Pick up the blog post about baking pistachio raspberry macarons in a spiced orange gingerbread box where it stops, and write its next part.

- [Source document]
◆ ◆ ◆
One of my cousins requested that I next make macarons for my challenge. I had not planned any stand-alone macaron challenge, but I had planned to use macarons as my biscuits for the showstopper bake of Series 6, episode 2. This particular challenge involves making 36 biscuits (cookies to us Americans) in a box made out of a different type of biscuit. As stated in the title of this blog post, I chose to make pistachio and raspberry macarons in a box made of spiced orange gingerbread.



My first try at the pistachio raspberry macarons (incidentally my first time ever making macarons) turned out well, but got eaten by Vincent and some dinner guests before I even made the box. Hence, I had to start all over again. Thankfully the first batch went to a good cause.

I worked first on making the macarons. The pistachio macarons are actually fairly easy to make. The dry ingredients- almond flour, ground pistachios, and confectioner's sugar- are gradually folded into whipped egg whites until incorporated, and are then piped. I used the aid of a macaron mat; I could see the markings of the mat through the parchment paper, and used them as a guideline for piping the mixture for properly round and uniformly sized macaron shells.

The macarons are baked at a low temperature for a relatively long time (more time than most other biscuits). I found it better to overbake them slightly. Overbaked macarons only slightly lose their chewiness; they are, however, less delicate and easier to handle.

The decorated biscuit box was challenging for me to make imaginative. I am not naturally artistic. I believe I have said that before on this blog, and I am sure I will say it again. I am not very good at coming up with original designs, or at actually executing said designs. My favorite types of doodles have always been geometric, so I ultimately chose to go geometric with the box design. I made a lid decorated with colored gingerbread hexagons.
◆ ◆ ◆
- [Provided material]
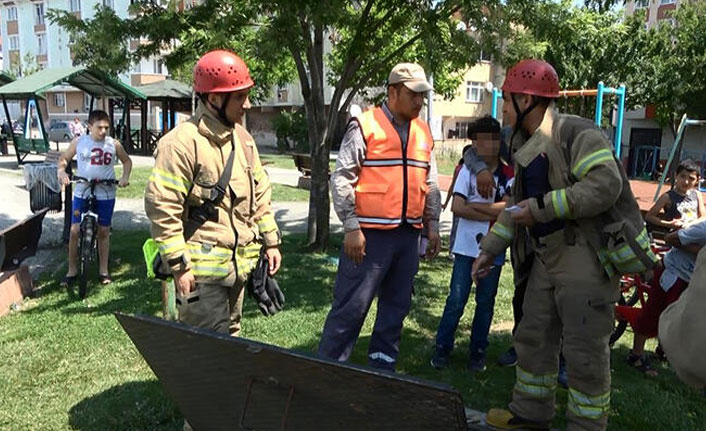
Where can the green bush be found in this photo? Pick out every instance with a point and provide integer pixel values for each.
(292, 132)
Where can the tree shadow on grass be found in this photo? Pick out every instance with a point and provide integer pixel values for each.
(138, 406)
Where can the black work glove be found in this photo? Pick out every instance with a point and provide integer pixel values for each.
(264, 289)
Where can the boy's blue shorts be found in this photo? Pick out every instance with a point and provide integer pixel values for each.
(104, 209)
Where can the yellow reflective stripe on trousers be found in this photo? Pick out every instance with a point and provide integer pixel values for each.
(561, 204)
(587, 406)
(587, 163)
(208, 252)
(267, 224)
(170, 181)
(539, 386)
(204, 268)
(502, 231)
(171, 245)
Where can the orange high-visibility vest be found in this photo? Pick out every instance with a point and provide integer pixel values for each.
(392, 184)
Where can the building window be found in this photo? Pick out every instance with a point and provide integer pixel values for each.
(14, 43)
(474, 92)
(39, 13)
(42, 44)
(158, 66)
(59, 99)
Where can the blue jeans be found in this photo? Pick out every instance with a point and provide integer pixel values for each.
(456, 302)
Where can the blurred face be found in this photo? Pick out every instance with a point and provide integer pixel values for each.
(99, 129)
(487, 145)
(404, 102)
(238, 103)
(685, 181)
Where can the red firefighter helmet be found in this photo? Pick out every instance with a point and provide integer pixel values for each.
(221, 71)
(535, 77)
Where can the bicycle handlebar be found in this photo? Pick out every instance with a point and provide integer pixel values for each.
(76, 179)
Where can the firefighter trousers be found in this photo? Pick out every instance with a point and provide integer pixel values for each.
(568, 297)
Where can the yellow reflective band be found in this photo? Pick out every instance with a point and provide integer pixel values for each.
(587, 163)
(539, 386)
(589, 407)
(202, 252)
(209, 269)
(171, 245)
(267, 224)
(502, 231)
(170, 181)
(561, 204)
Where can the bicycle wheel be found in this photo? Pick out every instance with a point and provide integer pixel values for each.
(86, 249)
(620, 325)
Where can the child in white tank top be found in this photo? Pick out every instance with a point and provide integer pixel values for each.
(96, 154)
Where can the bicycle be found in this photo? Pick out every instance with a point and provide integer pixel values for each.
(87, 244)
(633, 289)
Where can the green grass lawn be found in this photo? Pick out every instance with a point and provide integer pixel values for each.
(66, 364)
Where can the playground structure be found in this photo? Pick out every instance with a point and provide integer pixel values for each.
(599, 93)
(676, 151)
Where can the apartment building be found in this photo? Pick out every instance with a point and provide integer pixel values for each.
(32, 41)
(640, 130)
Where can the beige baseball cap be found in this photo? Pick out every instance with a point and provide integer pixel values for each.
(411, 75)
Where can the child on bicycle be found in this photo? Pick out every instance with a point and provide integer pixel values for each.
(476, 214)
(667, 285)
(681, 205)
(96, 154)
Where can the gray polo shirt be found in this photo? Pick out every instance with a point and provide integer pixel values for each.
(345, 176)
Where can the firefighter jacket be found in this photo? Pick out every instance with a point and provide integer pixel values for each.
(189, 162)
(392, 185)
(581, 192)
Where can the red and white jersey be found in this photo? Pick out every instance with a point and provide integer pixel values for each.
(96, 161)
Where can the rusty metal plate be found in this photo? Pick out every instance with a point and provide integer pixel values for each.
(225, 383)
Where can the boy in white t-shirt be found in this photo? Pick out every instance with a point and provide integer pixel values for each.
(96, 155)
(476, 215)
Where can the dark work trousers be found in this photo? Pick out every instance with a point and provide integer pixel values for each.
(388, 269)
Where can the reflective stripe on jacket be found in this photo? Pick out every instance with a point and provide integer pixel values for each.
(392, 185)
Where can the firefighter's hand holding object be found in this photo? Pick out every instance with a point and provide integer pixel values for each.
(354, 245)
(185, 282)
(274, 257)
(481, 266)
(524, 215)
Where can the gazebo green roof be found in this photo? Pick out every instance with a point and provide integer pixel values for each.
(93, 82)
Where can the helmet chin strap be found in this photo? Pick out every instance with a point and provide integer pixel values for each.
(221, 110)
(521, 115)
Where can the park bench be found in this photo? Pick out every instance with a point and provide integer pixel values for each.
(25, 146)
(17, 243)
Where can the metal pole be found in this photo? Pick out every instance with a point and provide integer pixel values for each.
(619, 127)
(496, 94)
(599, 104)
(682, 126)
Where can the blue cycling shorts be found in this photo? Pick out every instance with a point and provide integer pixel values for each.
(104, 209)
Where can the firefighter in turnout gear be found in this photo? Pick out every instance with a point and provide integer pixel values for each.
(211, 253)
(559, 193)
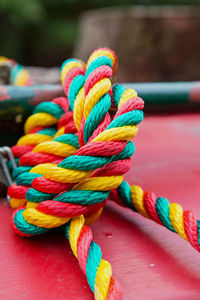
◆ ◆ ◆
- [Written answer]
I chose to make gingerbread for the box due to the fact that gingerbread is very stable and very structurally sound. Plus, it is good practice for when I eventually get to a gingerbread sculpture challenge. I didn't want to do just a plain gingerbread, and I happened to still have a couple extra oranges from last week's opera cake. Hence: spiced orange gingerbread!

The structure of the box was fairly exacting, but did leave a little wiggle room. I created a top and bottom at 9" x 9" each. The sides measured 9" x 5" each. Once the pieces were baked, I trimmed the edges to be straight and flat. As I assembled the box, I trimmed the edges further until they fit nicely together. The pieces of the box were held together with royal icing. Royal icing takes longer to dry than caramel- I had to prop up the sides of the box until it dried- but is easier to make and to work with.

I used the remainder of the royal icing to decorate the box. I used four different colors to decorate the hexagonal biscuits forming the lid. I furthermore lightly glazed the sides of the box in the same four colors; this decoration gave the sides a colorful sheen.

The gingerbread box looks a tad messy, but the macarons turned out very well. I hope you all enjoy!

Next, I will post about my attempt to redo the mint chocolate bagels. And coming soon, I will be making cream horns from Series 6 Episode 8.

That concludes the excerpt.